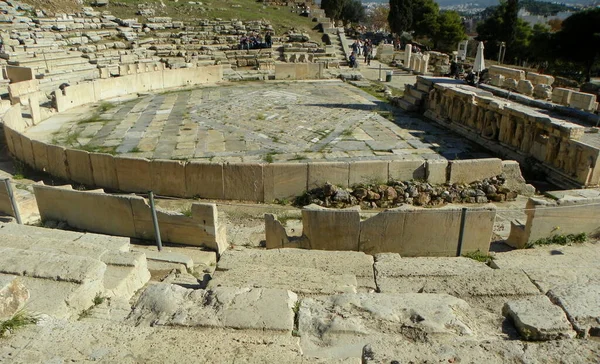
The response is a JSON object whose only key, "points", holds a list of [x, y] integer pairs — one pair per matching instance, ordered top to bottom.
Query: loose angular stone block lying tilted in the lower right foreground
{"points": [[537, 318]]}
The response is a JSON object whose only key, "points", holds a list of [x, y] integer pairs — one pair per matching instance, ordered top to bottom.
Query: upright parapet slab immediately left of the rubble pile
{"points": [[284, 180]]}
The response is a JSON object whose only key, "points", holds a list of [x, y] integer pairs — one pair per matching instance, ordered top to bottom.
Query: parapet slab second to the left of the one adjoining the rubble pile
{"points": [[204, 180]]}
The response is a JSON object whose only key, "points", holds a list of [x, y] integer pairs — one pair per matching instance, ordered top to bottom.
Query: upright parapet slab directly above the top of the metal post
{"points": [[168, 177]]}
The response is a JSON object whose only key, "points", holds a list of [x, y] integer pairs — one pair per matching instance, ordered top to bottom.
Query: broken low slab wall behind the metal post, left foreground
{"points": [[130, 216]]}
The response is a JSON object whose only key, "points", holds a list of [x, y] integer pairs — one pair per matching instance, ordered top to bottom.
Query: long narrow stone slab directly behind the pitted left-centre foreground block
{"points": [[305, 281]]}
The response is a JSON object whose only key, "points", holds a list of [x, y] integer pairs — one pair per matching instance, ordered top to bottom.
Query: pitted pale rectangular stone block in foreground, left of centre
{"points": [[238, 308]]}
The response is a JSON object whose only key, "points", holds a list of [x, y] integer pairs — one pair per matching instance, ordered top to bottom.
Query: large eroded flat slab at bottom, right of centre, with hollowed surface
{"points": [[341, 325]]}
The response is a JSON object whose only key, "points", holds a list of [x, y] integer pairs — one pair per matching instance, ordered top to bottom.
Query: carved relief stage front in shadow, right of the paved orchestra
{"points": [[514, 130]]}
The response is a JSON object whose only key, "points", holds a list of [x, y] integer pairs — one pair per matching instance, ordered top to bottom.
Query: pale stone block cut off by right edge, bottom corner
{"points": [[581, 305]]}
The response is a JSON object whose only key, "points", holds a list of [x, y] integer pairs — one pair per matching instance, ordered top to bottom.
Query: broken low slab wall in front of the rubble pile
{"points": [[399, 230]]}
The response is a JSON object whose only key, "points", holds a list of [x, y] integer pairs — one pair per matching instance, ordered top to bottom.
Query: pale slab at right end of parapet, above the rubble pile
{"points": [[471, 170]]}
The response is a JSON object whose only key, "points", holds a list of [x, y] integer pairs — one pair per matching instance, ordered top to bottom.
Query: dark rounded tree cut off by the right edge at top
{"points": [[579, 40]]}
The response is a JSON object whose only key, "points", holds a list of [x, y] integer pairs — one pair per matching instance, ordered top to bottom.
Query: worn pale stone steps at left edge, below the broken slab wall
{"points": [[67, 273]]}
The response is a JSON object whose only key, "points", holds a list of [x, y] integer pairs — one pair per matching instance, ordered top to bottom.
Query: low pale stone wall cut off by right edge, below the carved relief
{"points": [[575, 212]]}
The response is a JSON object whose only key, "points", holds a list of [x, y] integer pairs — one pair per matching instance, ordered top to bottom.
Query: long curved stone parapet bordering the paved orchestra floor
{"points": [[259, 182]]}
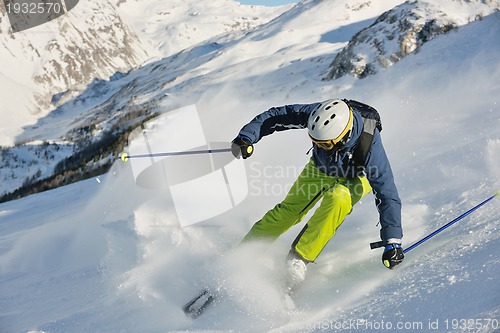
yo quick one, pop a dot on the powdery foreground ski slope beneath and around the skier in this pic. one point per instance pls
(104, 255)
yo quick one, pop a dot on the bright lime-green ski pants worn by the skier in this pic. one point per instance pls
(339, 196)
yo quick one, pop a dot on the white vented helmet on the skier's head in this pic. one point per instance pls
(330, 121)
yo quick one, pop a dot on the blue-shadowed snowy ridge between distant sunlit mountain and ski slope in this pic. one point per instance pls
(96, 121)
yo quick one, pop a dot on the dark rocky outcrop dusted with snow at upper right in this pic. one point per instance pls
(402, 31)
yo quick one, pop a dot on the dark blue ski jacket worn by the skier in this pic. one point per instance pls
(339, 164)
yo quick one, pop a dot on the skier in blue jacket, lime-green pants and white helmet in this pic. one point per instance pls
(348, 161)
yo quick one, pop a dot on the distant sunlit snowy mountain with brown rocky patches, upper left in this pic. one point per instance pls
(95, 40)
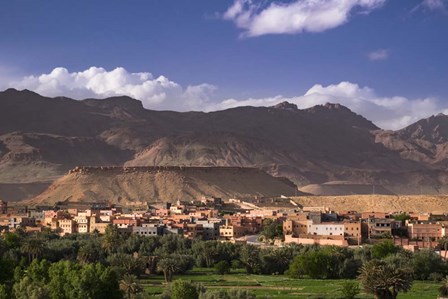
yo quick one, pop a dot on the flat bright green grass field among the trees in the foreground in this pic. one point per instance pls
(277, 286)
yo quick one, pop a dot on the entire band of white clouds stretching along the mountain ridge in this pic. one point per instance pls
(163, 94)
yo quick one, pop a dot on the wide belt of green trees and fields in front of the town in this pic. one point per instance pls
(116, 265)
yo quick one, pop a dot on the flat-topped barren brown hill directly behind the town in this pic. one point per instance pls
(136, 185)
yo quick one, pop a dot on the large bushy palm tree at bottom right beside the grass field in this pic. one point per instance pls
(385, 280)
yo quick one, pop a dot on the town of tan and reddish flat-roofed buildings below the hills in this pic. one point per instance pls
(263, 222)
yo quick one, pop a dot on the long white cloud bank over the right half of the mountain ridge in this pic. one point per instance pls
(386, 112)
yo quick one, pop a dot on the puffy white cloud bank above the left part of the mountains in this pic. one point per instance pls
(155, 93)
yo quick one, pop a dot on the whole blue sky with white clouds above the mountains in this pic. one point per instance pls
(385, 59)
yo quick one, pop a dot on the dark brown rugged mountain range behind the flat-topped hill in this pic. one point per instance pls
(42, 138)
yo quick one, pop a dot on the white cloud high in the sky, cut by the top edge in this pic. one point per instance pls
(257, 18)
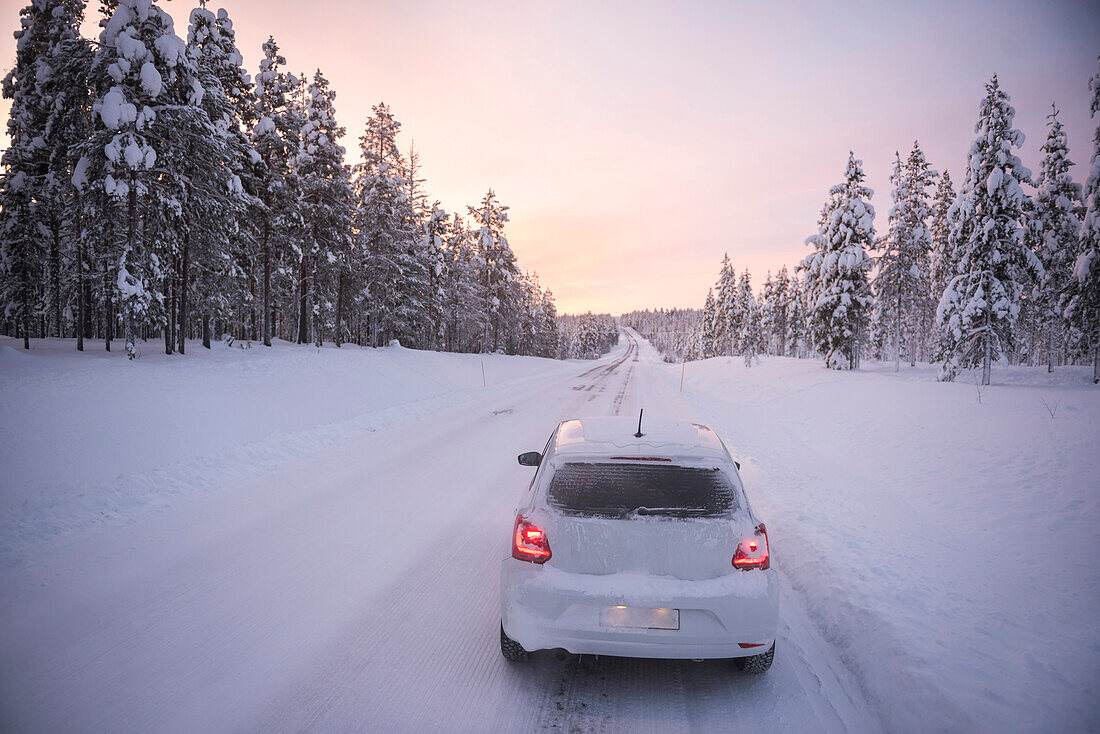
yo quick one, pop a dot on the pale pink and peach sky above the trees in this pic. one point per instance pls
(636, 143)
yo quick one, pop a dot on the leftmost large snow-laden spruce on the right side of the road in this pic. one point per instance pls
(837, 272)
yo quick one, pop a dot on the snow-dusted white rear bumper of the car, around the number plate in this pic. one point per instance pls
(544, 608)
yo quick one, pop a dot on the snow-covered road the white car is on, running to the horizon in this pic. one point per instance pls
(357, 590)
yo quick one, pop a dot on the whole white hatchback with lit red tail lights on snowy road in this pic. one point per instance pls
(639, 544)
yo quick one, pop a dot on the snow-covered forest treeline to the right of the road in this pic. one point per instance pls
(993, 272)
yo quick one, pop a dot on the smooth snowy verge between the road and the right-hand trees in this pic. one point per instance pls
(945, 546)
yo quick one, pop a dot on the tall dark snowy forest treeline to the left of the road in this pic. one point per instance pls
(155, 189)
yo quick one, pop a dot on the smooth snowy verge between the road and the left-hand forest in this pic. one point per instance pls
(89, 440)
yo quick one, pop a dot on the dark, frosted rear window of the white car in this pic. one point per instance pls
(614, 490)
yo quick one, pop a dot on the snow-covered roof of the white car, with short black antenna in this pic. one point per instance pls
(617, 435)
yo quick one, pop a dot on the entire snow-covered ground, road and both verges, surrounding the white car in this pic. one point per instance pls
(284, 540)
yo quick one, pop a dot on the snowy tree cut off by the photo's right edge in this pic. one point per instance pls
(1083, 298)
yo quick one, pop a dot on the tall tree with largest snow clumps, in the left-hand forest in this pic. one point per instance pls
(147, 87)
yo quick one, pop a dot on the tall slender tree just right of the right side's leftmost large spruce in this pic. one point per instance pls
(901, 278)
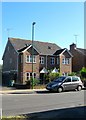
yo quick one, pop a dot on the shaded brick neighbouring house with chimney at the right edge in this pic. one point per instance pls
(79, 58)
+ + +
For every entry above, write it out exactly and remove any image.

The response is a JSON object whose only key, "points", holds a list of [x, y] integer pairs — one pair per matching instance, ordered top to bottom.
Query: loose angular stone block lying tilted in the lower right foreground
{"points": [[537, 318]]}
The response is a JSON object whose only key, "points", holds a list of [x, y] integer pairs — one pair per matching instance, ordered top to bottom.
Query: upright parapet slab immediately left of the rubble pile
{"points": [[284, 180]]}
The response is a JSON object whose only key, "points", holds a list of [x, y] integer pairs — one pair per matching instance, ordered top to bottom.
Query: parapet slab second to the left of the one adjoining the rubble pile
{"points": [[204, 180]]}
The response is a JSON object whose only key, "points", holds a list of [x, y] integer pairs — one pair per matching instance, ordered top to bottom.
Query: upright parapet slab directly above the top of the metal post
{"points": [[168, 177]]}
The response is a JSON object whose only key, "points", holds a list of [x, y] integer pairs — one pair per matching instance, ordered top to bottom.
Query: broken low slab wall behind the metal post, left foreground
{"points": [[130, 216]]}
The response is a JSON object whose only key, "points", holds a list of [x, y] integer pairs — one pair per matching instance, ordered top to bottom.
Query: long narrow stone slab directly behind the pitted left-centre foreground block
{"points": [[305, 281]]}
The response is a JSON object whose only key, "points", holds a list of [x, y] integer pairs — one pair per matching instance, ordered top to bottom.
Query: pitted pale rectangular stone block in foreground, left of centre
{"points": [[238, 308]]}
The response is a JSON object whose only key, "points", holds a list of [x, y] integer pairs — one pair per matching instance, ordered top to bottom.
Query: large eroded flat slab at bottom, right of centre, with hollowed surface
{"points": [[341, 325]]}
The response is a JSON object whose only key, "points", holds a list of [x, y] integer pairs — one pair per matching instance, ordered top to bottom.
Query: carved relief stage front in shadow, right of the paved orchestra
{"points": [[514, 130]]}
The response is a JSON object whose only key, "points", holds a list of [x, y] integer pairs — one pair per matching instance, ordered top to bottom.
Query: pale stone block cut off by right edge, bottom corner
{"points": [[581, 305]]}
The response is a JSON object whose only key, "points", holds a list of [x, y] integer pairs — one pair per matching instance, ordered top to bottom.
Query: broken low slab wall in front of the rubble pile
{"points": [[399, 230]]}
The response is a JSON object whose only key, "points", holds a list of [x, y] integer pairs — one pair per matching instance, ordered top to bottom.
Query: pale slab at right end of parapet, above the rubble pile
{"points": [[471, 170]]}
The response is a JSON object whose only key, "points", holds a list of [x, y] integer pairs — one pair per matching instance, ordered top to bottom.
Query: dark rounded tree cut off by the right edge at top
{"points": [[579, 40]]}
The response is a JSON object whose only key, "points", holds a list of [x, y] integer pairs — one pair per matching instance, ordered top to bottom.
Query: worn pale stone steps at left edge, below the broken slab wall
{"points": [[67, 273]]}
The response is a JSON object whose only key, "points", holds a list of [x, y] integer pairs — one pair per matching instance, ordered top to bottom.
Query: low pale stone wall cut off by right edge, below the carved relief
{"points": [[575, 212]]}
The response is a JSON object whose only key, "points", holds a list of [x, y] integer pairs — one pair per matching instance, ordered top to bottom.
Query: long curved stone parapet bordering the paved orchestra floor
{"points": [[259, 182]]}
yo quick one, pop a dot on the powdery foreground ski slope beneath and around the skier in this pic. one point per instance pls
(104, 255)
yo quick one, pop a dot on the bright lime-green ski pants worn by the skier in this pic. one point per instance pls
(339, 196)
yo quick one, pop a dot on the white vented helmet on the skier's head in this pic. one point per instance pls
(330, 121)
yo quick one, pop a dot on the blue-shadowed snowy ridge between distant sunlit mountain and ski slope in this pic. one point per instance pls
(96, 121)
yo quick one, pop a dot on the dark rocky outcrop dusted with snow at upper right in this pic. one point per instance pls
(402, 31)
yo quick one, pop a dot on the dark blue ski jacket worn by the skier in this pic. one point per instance pls
(339, 164)
yo quick one, pop a dot on the skier in blue jacket, lime-green pants and white helmet in this pic. one point per instance pls
(348, 161)
yo quick one, pop a dot on the distant sunlit snowy mountain with brown rocky patches, upper left in this pic. one point per instance pls
(95, 40)
yo quick one, pop a dot on the flat bright green grass field among the trees in the foreground in this pic. one point per instance pls
(277, 286)
yo quick one, pop a dot on the entire band of white clouds stretching along the mountain ridge in this pic. one point per instance pls
(163, 94)
yo quick one, pop a dot on the wide belt of green trees and fields in front of the town in this pic. one point per instance pls
(116, 265)
yo quick one, pop a dot on the flat-topped barren brown hill directly behind the town in this pic. one point per instance pls
(136, 185)
yo quick one, pop a dot on the large bushy palm tree at bottom right beside the grass field in this pic. one point per instance pls
(385, 280)
yo quick one, pop a dot on the town of tan and reddish flat-roofed buildings below the hills in this pic. one point per instance pls
(263, 222)
yo quick one, pop a dot on the long white cloud bank over the right half of the mountain ridge in this pic. one point per instance pls
(386, 112)
yo quick one, pop a dot on the puffy white cloud bank above the left part of the mountains in this pic. one point per instance pls
(155, 93)
yo quick one, pop a dot on the whole blue sky with white clouds above the mountains in this pic. one point per instance pls
(385, 59)
yo quick one, pop a dot on the dark brown rugged mountain range behind the flat-topped hill in this pic. one point per instance pls
(42, 138)
yo quick one, pop a dot on the white cloud high in the sky, cut by the top edge in this pic. one point per instance pls
(257, 18)
yo quick one, pop a dot on the pale pink and peach sky above the trees in this pic. one point per instance pls
(636, 143)
yo quick one, pop a dot on the leftmost large snow-laden spruce on the right side of the road in this pic. one point per instance pls
(837, 272)
yo quick one, pop a dot on the snow-dusted white rear bumper of the car, around the number plate in this pic. one point per instance pls
(544, 608)
yo quick one, pop a dot on the snow-covered road the white car is on, running to the horizon in this pic. one point per instance pls
(357, 590)
yo quick one, pop a dot on the whole white hatchback with lit red tail lights on snowy road in this pic. one point per instance pls
(639, 544)
yo quick one, pop a dot on the snow-covered forest treeline to the right of the road in this pic. one point per instance pls
(993, 272)
yo quick one, pop a dot on the smooth snowy verge between the road and the right-hand trees in this pic. one point per instance pls
(945, 546)
yo quick one, pop a dot on the tall dark snowy forest treeline to the left of the road in this pic. one point per instance pls
(155, 189)
yo quick one, pop a dot on the smooth snowy verge between the road and the left-hand forest in this pic. one point per instance pls
(89, 440)
yo quick one, pop a dot on the dark, frosted rear window of the white car in this pic. one point per instance pls
(614, 490)
yo quick one, pop a dot on the snow-covered roof of the white car, with short black antenna in this pic. one point per instance pls
(617, 435)
yo quick one, pop a dot on the entire snow-covered ground, road and both verges, surrounding the white car in this pic. one point per instance pls
(284, 540)
yo quick one, pop a dot on the snowy tree cut off by the photo's right edge in this pic. one point per instance pls
(1083, 298)
yo quick one, pop a dot on the tall tree with largest snow clumps, in the left-hand forest in this pic. one point per instance pls
(147, 87)
yo quick one, pop a dot on the tall slender tree just right of the right side's leftmost large spruce in this pic. one point per instance pls
(901, 278)
yo quick one, pop a dot on the shaded brick neighbouring house with chimney at the right edge in this pic. one point per instance pls
(79, 58)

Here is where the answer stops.